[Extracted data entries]
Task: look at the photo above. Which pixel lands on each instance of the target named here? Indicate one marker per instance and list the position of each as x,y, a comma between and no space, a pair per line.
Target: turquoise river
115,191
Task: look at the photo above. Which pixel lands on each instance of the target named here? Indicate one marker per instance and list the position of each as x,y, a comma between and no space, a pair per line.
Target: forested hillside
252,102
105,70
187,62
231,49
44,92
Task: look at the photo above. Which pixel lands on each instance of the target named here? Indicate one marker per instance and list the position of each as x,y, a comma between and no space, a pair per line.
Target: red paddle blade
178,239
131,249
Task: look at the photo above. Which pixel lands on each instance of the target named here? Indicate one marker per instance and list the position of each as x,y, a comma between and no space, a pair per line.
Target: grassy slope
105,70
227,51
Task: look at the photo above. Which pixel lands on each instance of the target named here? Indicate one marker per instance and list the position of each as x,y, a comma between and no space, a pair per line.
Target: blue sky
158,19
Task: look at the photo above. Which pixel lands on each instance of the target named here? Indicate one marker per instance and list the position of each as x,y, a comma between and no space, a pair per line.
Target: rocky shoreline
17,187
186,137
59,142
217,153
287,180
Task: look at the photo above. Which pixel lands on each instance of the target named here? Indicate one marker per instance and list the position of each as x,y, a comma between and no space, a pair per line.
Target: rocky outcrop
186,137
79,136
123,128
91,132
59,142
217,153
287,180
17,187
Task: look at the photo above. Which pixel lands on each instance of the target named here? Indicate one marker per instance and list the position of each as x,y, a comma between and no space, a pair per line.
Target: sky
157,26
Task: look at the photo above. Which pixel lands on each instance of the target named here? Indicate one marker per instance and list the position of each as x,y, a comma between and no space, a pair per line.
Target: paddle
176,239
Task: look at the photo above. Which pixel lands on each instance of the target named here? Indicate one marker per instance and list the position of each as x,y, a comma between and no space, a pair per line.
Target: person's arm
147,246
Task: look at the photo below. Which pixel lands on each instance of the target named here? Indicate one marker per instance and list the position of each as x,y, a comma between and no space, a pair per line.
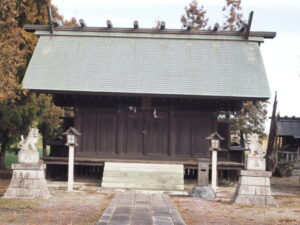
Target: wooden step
143,176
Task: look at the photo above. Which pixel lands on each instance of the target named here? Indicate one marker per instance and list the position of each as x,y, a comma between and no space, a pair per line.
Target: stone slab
143,176
256,163
256,181
204,192
28,166
147,209
256,173
28,156
28,182
253,190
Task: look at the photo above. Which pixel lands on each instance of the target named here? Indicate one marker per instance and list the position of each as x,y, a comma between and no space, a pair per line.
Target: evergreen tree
19,108
252,117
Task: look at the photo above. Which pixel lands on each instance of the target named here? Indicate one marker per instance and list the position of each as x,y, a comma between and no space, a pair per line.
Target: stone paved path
131,208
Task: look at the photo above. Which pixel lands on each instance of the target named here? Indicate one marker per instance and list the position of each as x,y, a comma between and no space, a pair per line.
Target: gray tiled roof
288,127
153,64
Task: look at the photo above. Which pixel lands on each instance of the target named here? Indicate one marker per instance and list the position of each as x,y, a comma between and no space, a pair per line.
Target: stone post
214,172
203,171
71,168
203,190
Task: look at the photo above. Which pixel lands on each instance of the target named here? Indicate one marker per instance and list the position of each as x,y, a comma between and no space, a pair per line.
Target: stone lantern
214,143
71,139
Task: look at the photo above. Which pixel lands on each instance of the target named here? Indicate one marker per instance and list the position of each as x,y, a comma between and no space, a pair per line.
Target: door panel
201,128
134,133
106,134
88,129
156,134
183,136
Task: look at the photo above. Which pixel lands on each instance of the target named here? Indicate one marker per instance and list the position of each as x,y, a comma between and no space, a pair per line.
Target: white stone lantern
71,135
214,141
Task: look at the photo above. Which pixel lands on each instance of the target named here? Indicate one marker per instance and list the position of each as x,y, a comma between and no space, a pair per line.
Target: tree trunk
2,156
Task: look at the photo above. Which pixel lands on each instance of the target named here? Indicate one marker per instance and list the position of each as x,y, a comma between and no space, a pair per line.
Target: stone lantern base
254,188
28,181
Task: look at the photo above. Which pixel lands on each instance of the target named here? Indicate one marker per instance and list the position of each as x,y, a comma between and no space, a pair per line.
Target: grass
19,204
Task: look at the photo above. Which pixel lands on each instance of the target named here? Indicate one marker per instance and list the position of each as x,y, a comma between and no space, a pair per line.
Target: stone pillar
203,172
254,184
28,181
71,168
203,190
214,171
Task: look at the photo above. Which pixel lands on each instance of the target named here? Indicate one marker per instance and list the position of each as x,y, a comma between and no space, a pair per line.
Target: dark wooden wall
121,133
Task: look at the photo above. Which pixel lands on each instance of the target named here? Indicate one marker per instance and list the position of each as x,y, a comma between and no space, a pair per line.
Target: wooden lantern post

• YOUR ASSIGNMENT: Write out the records exactly. Do not carry the pictures over.

• RESPONSE TO THIS TASK:
Task: look at the photo above. Which pixel lands on each instance of the target named here? Indicate one marker per instance and list the position of each as x,y, a comma between and no space, a pair per line.
Target: turquoise river
115,191
Task: look at the photo above. Which pixel lands on each instance of the target named here? Indicate one marker per instance and list the position of each as x,y, a comma between and no space, a pair per line.
Target: forested hillside
252,102
105,70
187,62
231,49
44,92
Task: look at the photo above. Which pixel lands on each instance of the target named here? Indicate one marker per instance and list the position of each as x,y, a comma between and no space, a pair per line.
Target: red paddle blade
178,239
131,249
Task: look at the photo above. Which pixel lands on each instance of the target named here? Indicate one marker per instance and list the position of each as x,y, a comma between and no space, a pair per line.
Target: grassy slope
105,70
227,51
Task: look at the photo above. Which pixel lands on each instance of the target named here? Indicate one marker per instance and list the position of each as x,y, a comma between and no space, a pair per line.
Target: blue sky
158,19
Task: look at the photo above. Which pixel lands on each instance of the target named here? Indicate one marker per instance and list the position of each as x,y, a comma between and no space, a pair per line.
Target: rocky shoreline
17,187
186,137
59,142
217,153
287,180
Task: look at the photo above. Which pixel lands on each instance of the target named here? Indicate one marker per instance and list the position of each as x,y, a comma between and no space, a pair per line.
Target: rocky outcrop
186,137
79,136
123,128
91,132
59,142
217,153
287,180
17,187
Task: look at the photo above. Which pixel lands on each instance of the target named here? Indicate one marker per instance and list the position of each as x,y, a comma between and no space, a pair per line.
Target: sky
157,26
Task: look at the photo above. Which pixel lands on each instance of the target named here? Indicate one marker per instance and list the position of each as x,y, a comma between and no space, a pair per line.
Target: paddle
176,239
Task: look at the photo above. Which pixel lands on each instance of the target named here? Indicate one marker per instance and list the position of each as x,y, a comma between and no space, a pair per line.
Target: person's arm
147,246
Task: look at the photo below. Which pixel lands on each instance of the target named here? Indicate one marker per instance and list the position of each as x,y, a comma between and no space, a pair per line.
Target: wooden step
143,176
Task: look at the photo above. Which pixel lands on each instance of the target named here? Indicate one marker per instance and list the position of each as x,y, a comma between and no space, a pair per line.
Target: stone slab
143,176
256,163
256,181
204,192
28,166
147,209
256,173
28,156
28,182
253,190
Task: look at the photo above. Which pixel lands on each instance of the target named here? Indicate one marker per instance and list the position of each as x,y, a comma between and no space, a pair per line.
Target: evergreen tree
19,108
252,117
Task: look at the photo above. Which pixel lands on each instance of the target named here? Indicate one marker per instance and list the position of each as x,y, a comma between and no space, a pair per line.
Target: stone paved path
131,208
Task: look at the photo above. Which pixel lands on each instance of the target named here? Indicate one marker per instance and list the position of each as x,y, a comma between and no space, a pair per line.
Target: gray tiled roof
288,127
153,64
Task: look at the photo above. Which pixel lands on each instance of the target named here? Indicate one marker per instance and list the position of each as x,y, a comma between and no space, a pair per line.
Target: stone post
214,172
203,171
71,168
203,190
Task: look at the photo above. Which pixel lands on each instance of the target named here? Indicate one marker per instance and list the position of each as x,y, a comma between and no space, a pair per line.
Target: stone lantern
214,143
71,139
Task: look at the photo above. Which pixel lands on each instance of the target named here? Indicate one marker per instance and list the position of each as x,y, a comma between and no space, a pair per line.
Target: door panel
201,128
134,133
106,134
88,129
156,134
183,136
Task: look at the photo above. Which pixel lands on each instance of the target named here? Indicate one marker per instance and list the position of each as x,y, a comma between and no space, a pair per line.
Target: white stone lantern
71,135
214,141
Task: look at the photo above. Which pixel lands on each instance of the target named here? Indicate one marker per instance and list the position of each as x,y, a comma between and no space, a pair per line.
Target: tree trunk
2,156
Task: look at the photo above. Which pixel lands on each instance of the target named here? Indicate one marker per instance and list the position of each as x,y, a comma between and no space, a pair per line.
Target: stone lantern base
254,188
28,181
Task: look at the photo above. Which pixel lands on each instance of the target named here? Indicate one marker per instance and list the position of each as x,y, a comma between and no space, a pair per line.
Target: grass
19,204
Task: look at the photo above. Which pixel lands on each instance of the target named here? Indicate one marker per instance and list the position of each as x,y, a comma between and no space, a pair per line.
Target: stone pillar
203,172
254,184
28,181
71,168
203,190
214,171
Task: look at the photo above. Which pixel lands on each instance of the target named here? Indicate one marker per instance and list the position of each as x,y, a comma between and no space, a pair per line.
Target: dark wooden wall
121,133
Task: look at the photo above. Which pixel lands on each instance of the target named here? Indicate one marker per instance and list the position of each as x,y, a comma between and no space, a pair per line.
Target: wooden lantern post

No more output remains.